6.8.4.5 Nazorg en opvolging

Nazorg en opvolging blijken in vele gevallen de sleutel te zijn tot een succesvolle bestrijding. Het overslaan van deze stappen leidt veelal tot inefficiënt beheer, waarbij de vooropgestelde doelstellingen vaak niet gerealiseerd worden. Nazorg leidt vaak tijdelijk tot een verhoogde inspanning, maar zal op lange termijn vaak de efficiëntie verhogen. Na het uitvoeren van de initiële beheeringreep zal het noodzakelijk zijn de evolutie op het terrein op te volgen. Indien de soort opnieuw de kop opsteekt is nazorg vaak de meest efficiënte methode om de soort verder terug te dringen. Wachten tot het volgende

groeiseizoen geeft de planten immers de kans zich te herstellen en zelfs verder uit te breiden. Nazorg bestaat in vele gevallen uit een herhaling van de initiële beheermethode. Zo kan het noodzakelijk zijn om tijdens één groeiseizoen meerdere keren te maaien om de plant uit te putten. Anderzijds kan het ook zijn dat een andere methode dient ingezet te worden volgend op de initiële techniek. Zo is bij grote waternavel de kans op hergroei vanuit achtergebleven wortelstukken en fragmenten zeer groot wanneer de machinale verwijdering niet gevolgd wordt door frequente handmatige opvolging.

Het is dan ook belangrijk om bij de opmaak van een plan steeds rekening te houden met de noodzakelijke nazorg. Indien controle en nazorg onvoldoende worden uitgevoerd, zullen de maatregelen immers vaak weinig effect hebben.

Figuur 28. Sommige houtige soorten zoals witte abeel (links) of robinia (rechts) vormen na het kappen veelvuldig worteluitlopers. Laat u niet vangen, controle en nazorg zijn in de meeste gevallen essentieel!

**GEËXTRAHEERDE GEGEVENS**

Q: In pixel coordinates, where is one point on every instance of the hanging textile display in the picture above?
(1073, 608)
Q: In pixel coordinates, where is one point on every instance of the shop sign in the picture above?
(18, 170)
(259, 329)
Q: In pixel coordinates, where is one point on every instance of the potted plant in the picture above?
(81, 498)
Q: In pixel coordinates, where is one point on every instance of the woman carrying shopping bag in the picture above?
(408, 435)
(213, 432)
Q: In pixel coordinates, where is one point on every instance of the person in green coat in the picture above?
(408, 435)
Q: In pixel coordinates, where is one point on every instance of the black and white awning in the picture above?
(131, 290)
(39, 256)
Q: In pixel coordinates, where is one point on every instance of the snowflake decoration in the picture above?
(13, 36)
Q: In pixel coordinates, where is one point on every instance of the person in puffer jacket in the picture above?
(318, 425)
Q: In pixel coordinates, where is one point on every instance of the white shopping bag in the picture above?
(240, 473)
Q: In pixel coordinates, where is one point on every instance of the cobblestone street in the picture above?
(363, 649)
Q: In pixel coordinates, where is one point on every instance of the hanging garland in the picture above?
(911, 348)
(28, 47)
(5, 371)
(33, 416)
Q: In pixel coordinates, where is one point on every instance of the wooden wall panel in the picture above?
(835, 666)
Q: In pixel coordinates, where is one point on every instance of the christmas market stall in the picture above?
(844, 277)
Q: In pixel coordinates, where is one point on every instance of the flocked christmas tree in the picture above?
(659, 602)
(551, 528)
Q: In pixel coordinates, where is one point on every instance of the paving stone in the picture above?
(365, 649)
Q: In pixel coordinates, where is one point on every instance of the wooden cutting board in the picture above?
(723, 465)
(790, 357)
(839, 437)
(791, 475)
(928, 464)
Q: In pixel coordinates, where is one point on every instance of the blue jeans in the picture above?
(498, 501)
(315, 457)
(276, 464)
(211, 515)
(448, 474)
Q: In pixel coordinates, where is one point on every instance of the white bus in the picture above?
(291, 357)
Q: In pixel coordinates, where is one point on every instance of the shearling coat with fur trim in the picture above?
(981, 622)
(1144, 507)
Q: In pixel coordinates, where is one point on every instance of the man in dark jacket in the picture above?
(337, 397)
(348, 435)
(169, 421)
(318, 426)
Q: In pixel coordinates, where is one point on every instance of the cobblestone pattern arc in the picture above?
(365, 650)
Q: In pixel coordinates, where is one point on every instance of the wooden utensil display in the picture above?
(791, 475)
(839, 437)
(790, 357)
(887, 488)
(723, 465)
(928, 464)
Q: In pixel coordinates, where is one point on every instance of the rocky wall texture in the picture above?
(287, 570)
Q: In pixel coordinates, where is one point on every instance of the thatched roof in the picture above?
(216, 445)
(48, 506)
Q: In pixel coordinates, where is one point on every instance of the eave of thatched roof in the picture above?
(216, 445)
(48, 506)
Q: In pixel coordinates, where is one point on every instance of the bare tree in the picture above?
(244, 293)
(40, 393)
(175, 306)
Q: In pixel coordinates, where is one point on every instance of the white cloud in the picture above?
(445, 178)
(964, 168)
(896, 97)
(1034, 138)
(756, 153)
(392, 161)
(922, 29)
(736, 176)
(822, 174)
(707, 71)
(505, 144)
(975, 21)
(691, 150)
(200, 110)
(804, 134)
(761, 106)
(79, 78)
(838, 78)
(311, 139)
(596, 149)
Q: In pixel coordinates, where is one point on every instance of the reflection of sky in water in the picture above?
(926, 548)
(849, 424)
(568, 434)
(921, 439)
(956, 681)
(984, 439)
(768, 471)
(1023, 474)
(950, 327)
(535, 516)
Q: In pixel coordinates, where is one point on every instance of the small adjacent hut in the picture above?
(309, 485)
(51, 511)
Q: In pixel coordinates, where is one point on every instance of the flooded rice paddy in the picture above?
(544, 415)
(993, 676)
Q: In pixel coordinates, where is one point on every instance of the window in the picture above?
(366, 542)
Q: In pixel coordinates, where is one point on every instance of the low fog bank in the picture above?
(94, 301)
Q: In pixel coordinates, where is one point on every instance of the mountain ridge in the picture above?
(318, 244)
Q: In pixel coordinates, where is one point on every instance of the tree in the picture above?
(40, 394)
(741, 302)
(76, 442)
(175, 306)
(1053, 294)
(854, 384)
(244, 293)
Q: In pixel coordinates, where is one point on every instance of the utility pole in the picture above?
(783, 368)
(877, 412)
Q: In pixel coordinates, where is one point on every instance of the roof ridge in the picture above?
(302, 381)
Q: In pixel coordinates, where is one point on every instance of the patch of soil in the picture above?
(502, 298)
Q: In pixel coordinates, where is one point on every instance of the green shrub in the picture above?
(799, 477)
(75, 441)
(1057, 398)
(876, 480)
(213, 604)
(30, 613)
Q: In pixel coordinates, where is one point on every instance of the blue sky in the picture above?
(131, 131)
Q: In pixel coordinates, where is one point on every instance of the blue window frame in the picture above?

**TAAKOMSCHRIJVING**
Wijzig het stuk van "groeiseizoen geeft de" tot en met "frequente handmatige opvolging." uit het tekstfragment over nazorg door "maaien" te vervangen door "wieden". De items vormen afzonderlijk materiaal, los van het tekstfragment.

**TAAKRESULTAAT**
groeiseizoen geeft de planten immers de kans zich te herstellen en zelfs verder uit te breiden. Nazorg bestaat in vele gevallen uit een herhaling van de initiële beheermethode. Zo kan het noodzakelijk zijn om tijdens één groeiseizoen meerdere keren te wieden om de plant uit te putten. Anderzijds kan het ook zijn dat een andere methode dient ingezet te worden volgend op de initiële techniek. Zo is bij grote waternavel de kans op hergroei vanuit achtergebleven wortelstukken en fragmenten zeer groot wanneer de machinale verwijdering niet gevolgd wordt door frequente handmatige opvolging.